Given instruction: Set down exactly the lines that run from the line with "Each instance of the grass" to the end of the data, and nothing else.

Extracted records:
========================

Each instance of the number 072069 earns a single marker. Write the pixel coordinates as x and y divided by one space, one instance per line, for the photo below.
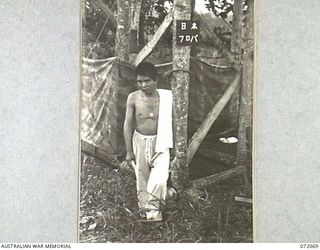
305 245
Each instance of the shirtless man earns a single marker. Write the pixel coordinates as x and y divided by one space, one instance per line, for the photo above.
140 134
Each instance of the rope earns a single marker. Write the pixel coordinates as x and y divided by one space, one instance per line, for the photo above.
100 33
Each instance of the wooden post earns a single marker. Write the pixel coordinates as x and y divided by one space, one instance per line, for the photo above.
123 26
180 90
236 47
236 36
135 9
245 110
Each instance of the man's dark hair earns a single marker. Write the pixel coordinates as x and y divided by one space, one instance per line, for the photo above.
147 69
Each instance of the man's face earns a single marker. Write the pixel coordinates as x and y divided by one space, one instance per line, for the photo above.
146 84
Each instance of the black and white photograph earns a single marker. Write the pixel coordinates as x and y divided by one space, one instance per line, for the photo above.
167 121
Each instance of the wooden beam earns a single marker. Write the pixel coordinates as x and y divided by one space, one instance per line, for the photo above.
246 95
216 156
236 35
123 29
219 45
147 49
135 11
198 137
212 179
180 89
99 4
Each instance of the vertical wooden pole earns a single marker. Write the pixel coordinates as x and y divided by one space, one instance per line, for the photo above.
236 47
123 26
180 90
135 9
245 110
236 36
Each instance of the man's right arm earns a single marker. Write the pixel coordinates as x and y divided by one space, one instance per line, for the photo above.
128 128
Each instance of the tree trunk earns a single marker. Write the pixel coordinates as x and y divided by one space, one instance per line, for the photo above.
180 89
245 110
123 29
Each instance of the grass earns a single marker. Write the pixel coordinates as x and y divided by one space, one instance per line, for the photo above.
109 212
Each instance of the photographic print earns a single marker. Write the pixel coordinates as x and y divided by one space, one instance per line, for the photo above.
166 121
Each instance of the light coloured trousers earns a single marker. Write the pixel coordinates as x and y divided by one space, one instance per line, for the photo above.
152 171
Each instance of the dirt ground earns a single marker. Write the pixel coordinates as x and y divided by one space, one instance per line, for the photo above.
109 212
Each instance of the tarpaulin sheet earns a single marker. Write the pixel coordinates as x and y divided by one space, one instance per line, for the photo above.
107 83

========================

Finished task:
Each instance of the grass earns a single marker. Write the pixel coordinates as x and y divided by one space, one instance per line, for the photo above.
109 212
Each instance of the photographic print earns a single marker. Write the pixel coordinates as x and y divided by one space, one instance per line, for the photo above.
166 121
Each instance of the light coloured trousers earns a single marker. Write the pixel coordinates as x and y divided by one space, one instance per line, for the photo above.
152 171
Each instance of the dirt ground earns a single marker. Write the pixel coordinates as x and y divided by one space, one instance per line, for the photo above.
109 212
Each instance of the tarpaulin sheet earns a single marker. Write the pixel coordinates as x and y divided by one space, one instance per line, for the photo above.
107 83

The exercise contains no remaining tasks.